> [Instructions for the task]
Give back the entries that follow exactly as written. Any picture gets left out.

((

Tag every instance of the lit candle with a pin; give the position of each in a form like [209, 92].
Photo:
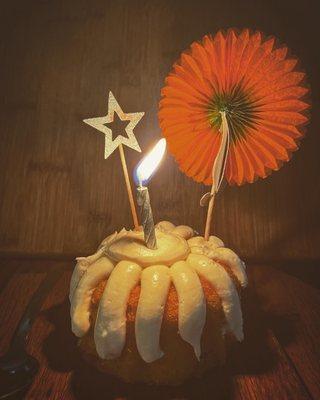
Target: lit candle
[142, 175]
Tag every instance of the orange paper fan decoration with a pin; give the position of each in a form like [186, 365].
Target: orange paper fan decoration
[262, 93]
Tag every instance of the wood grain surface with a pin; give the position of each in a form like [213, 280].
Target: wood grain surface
[60, 58]
[279, 358]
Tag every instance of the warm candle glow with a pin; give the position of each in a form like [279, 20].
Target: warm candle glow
[150, 163]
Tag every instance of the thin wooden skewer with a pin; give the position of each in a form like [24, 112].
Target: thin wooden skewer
[209, 215]
[128, 185]
[218, 171]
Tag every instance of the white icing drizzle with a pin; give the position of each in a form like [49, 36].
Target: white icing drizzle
[81, 299]
[83, 263]
[192, 305]
[174, 245]
[170, 248]
[155, 283]
[232, 260]
[110, 327]
[217, 276]
[81, 267]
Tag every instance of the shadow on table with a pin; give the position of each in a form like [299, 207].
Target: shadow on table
[251, 357]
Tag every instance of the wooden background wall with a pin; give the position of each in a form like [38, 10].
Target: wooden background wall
[58, 61]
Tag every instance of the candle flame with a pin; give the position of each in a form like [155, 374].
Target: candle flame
[149, 164]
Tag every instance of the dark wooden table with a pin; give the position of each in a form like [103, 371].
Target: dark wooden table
[279, 358]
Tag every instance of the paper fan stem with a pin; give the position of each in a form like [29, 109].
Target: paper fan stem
[218, 171]
[128, 185]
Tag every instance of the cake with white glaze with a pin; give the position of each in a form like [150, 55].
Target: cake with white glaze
[157, 316]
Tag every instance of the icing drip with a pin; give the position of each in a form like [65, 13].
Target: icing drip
[110, 328]
[127, 248]
[155, 283]
[170, 248]
[192, 306]
[81, 267]
[81, 299]
[217, 276]
[83, 263]
[231, 259]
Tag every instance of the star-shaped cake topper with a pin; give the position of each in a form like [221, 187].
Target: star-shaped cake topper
[112, 143]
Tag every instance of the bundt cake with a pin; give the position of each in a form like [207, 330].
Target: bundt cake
[157, 316]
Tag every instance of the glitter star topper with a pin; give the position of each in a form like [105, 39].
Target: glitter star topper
[99, 123]
[110, 143]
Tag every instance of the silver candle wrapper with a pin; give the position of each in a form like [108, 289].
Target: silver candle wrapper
[143, 201]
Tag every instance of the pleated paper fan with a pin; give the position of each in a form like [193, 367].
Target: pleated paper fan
[258, 86]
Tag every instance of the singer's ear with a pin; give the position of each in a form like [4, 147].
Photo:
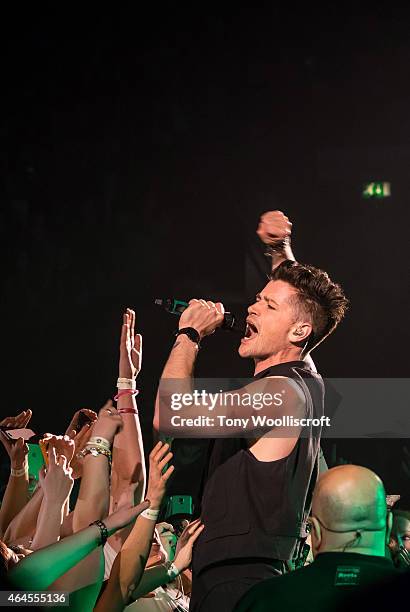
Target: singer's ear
[300, 332]
[389, 525]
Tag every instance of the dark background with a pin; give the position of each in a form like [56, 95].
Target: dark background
[138, 150]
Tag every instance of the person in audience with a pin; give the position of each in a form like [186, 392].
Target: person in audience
[350, 526]
[158, 589]
[16, 494]
[128, 478]
[400, 538]
[128, 567]
[39, 570]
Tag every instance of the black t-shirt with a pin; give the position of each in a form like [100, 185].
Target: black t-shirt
[325, 585]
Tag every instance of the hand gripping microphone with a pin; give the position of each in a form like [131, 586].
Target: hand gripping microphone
[177, 307]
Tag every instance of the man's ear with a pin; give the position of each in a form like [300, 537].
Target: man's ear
[300, 332]
[315, 535]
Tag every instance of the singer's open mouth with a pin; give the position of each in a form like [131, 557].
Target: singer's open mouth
[250, 332]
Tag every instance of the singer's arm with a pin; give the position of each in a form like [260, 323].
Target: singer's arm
[180, 365]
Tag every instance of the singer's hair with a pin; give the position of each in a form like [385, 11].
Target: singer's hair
[317, 297]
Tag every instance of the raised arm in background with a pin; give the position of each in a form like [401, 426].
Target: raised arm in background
[16, 494]
[128, 464]
[130, 563]
[85, 579]
[275, 230]
[39, 570]
[57, 484]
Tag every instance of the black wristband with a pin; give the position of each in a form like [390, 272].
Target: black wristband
[103, 531]
[191, 333]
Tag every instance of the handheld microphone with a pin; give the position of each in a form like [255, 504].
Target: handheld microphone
[177, 307]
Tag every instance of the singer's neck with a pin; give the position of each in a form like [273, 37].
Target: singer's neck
[293, 354]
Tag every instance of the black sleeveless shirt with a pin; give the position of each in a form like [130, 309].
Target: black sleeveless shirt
[257, 509]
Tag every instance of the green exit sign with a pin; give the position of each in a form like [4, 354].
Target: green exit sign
[376, 190]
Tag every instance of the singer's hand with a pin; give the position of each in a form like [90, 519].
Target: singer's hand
[203, 316]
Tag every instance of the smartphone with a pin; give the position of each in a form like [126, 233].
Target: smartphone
[35, 460]
[15, 434]
[43, 444]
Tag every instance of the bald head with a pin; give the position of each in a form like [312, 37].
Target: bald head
[350, 497]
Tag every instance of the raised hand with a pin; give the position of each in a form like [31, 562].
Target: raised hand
[17, 451]
[74, 428]
[58, 481]
[18, 422]
[183, 553]
[203, 316]
[108, 422]
[274, 228]
[124, 516]
[80, 440]
[158, 458]
[130, 347]
[63, 445]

))

> [Task result]
Tag every instance of the lit candle with a pin; give the position of each in a form like [209, 92].
Photo:
Target: lit candle
[142, 175]
Tag every instance of the orange paper fan decoration with a pin; give the position of each in a form like [186, 365].
Target: orange paper fan decoration
[262, 93]
Tag every instance of the wood grain surface with a pin; give the position of each in a form like [213, 280].
Target: wood grain surface
[60, 58]
[279, 358]
Tag every instance of the warm candle glow with a pin; give the position of each in a form like [279, 20].
Target: warm candle glow
[150, 163]
Tag every instance of the thin wooden skewer with a pin; give the position of each in a form like [24, 112].
Target: thin wooden skewer
[209, 215]
[128, 185]
[218, 171]
Tag every instance of the white icing drizzle with a pin; give the position of each in a form like [49, 36].
Target: white icing drizzle
[81, 299]
[83, 263]
[192, 305]
[174, 245]
[170, 248]
[155, 283]
[232, 260]
[110, 327]
[217, 276]
[81, 267]
Tag every instance of the shadow on table with a pin; give the position of each in a form like [299, 207].
Target: shadow on table
[251, 357]
Tag every instance of the wooden background wall with a pin; give the position of each in a form like [38, 10].
Target: wooden background wall
[58, 61]
Tag every instance of the candle flame with a pin; give the position of each in a form like [155, 374].
Target: candle flame
[149, 164]
Tag every instance of the dark wooden table with a pin; give the position of each in a form like [103, 371].
Target: dark wooden table
[279, 358]
Tag every instance of the paper fan stem with a pin; give the position of each in a form like [29, 109].
Target: paper fan stem
[218, 171]
[128, 185]
Tag every instance of the cake with white glaze with a pin; give the position of each in a form like [150, 55].
Target: cake with white glaze
[157, 316]
Tag every instance of the icing drip with a pin; give the position of each in a form like [65, 13].
Target: icing drip
[110, 328]
[127, 248]
[155, 283]
[170, 248]
[192, 306]
[81, 267]
[81, 299]
[217, 276]
[83, 263]
[231, 259]
Tag every instance of the star-shaped cake topper with a pin; give the position of each in a form like [221, 187].
Target: star-shaped cake topper
[112, 143]
Tag every instance of the bundt cake with a pin; give the position of each in a form like [207, 330].
Target: bundt cake
[157, 316]
Tag every instance of the glitter star topper with a pin; give the position of each in a form like [105, 39].
Target: glitter star topper
[99, 123]
[110, 143]
Tag every instance of the silver candle wrapper with a pin; give the position of each in a form like [108, 289].
Target: silver candle wrapper
[143, 201]
Tag every instance of the pleated paper fan with a pin; give the position of each in a form like [193, 367].
Target: pleated paper fan
[258, 86]
Tag every instance of the singer's ear with a pin; give the position of each in a form like [4, 147].
Photo:
Target: singer's ear
[300, 332]
[389, 525]
Tag every instance of the dark background with a pin; give the position of each in a form like [56, 95].
Target: dark background
[138, 150]
Tag every instance of the person in audience with a pin; give the position of each in a form like [186, 392].
Target: person in audience
[350, 526]
[158, 589]
[16, 494]
[128, 478]
[400, 538]
[128, 567]
[39, 570]
Tag every instance of the black t-shirt with a pin; give the position of each in a form like [100, 185].
Target: black t-shirt
[325, 585]
Tag every instance of the hand gripping microphone with a pin; give the position of each in a form like [131, 586].
Target: hand gripping microphone
[177, 307]
Tag every instance of the man's ear with a pin; give the position of each in a form like [300, 537].
Target: man's ear
[300, 332]
[315, 535]
Tag every instance of the singer's open mouth with a pin; give the position of each in a form like [131, 557].
Target: singer's open mouth
[250, 332]
Tag every instance of the singer's arm with a pin; give the position of each in a form like [260, 323].
Target: singer's arm
[180, 365]
Tag every instance of the singer's hair with a pin; give the position of each in a form like [385, 11].
Target: singer's hair
[317, 297]
Tag every instance of the raised arm in background with a pin; give the position of each in a form like [401, 426].
Target: raised arm in background
[16, 494]
[128, 464]
[130, 563]
[85, 579]
[275, 230]
[39, 570]
[57, 484]
Tag every instance of the black wristband with a pin; give the position of each in a form like [390, 272].
Target: black wristband
[103, 531]
[191, 333]
Tag every instance of the handheld microphone with a pin; give the position of each in a form like [255, 504].
Target: handheld microphone
[177, 307]
Tag every instance of the singer's neck with a pin; give the position of each in a form like [273, 37].
Target: singer's neck
[293, 354]
Tag every instance of the black sleeveless shirt with a pin; give the position of each in a form like [130, 309].
Target: black sleeveless shirt
[257, 509]
Tag every instance of the green exit sign with a pin; give the position of each in a form like [4, 354].
Target: green exit sign
[376, 190]
Tag every instance of the singer's hand with a pin; give the position of each in a form like [90, 519].
Target: singer's hand
[203, 316]
Tag every instance of the smartphone with a pin; give the position of each in a form like [126, 233].
Target: smartphone
[35, 460]
[15, 434]
[43, 444]
Tag every instance of the bald head with a pin; give the position of each in a form like [312, 37].
Target: bald head
[350, 497]
Tag every instance of the raised hand with a pin; give the position of each in a form like [31, 562].
Target: raised hand
[17, 451]
[74, 428]
[58, 481]
[18, 422]
[183, 553]
[203, 316]
[108, 422]
[274, 228]
[124, 516]
[80, 440]
[158, 458]
[130, 347]
[63, 445]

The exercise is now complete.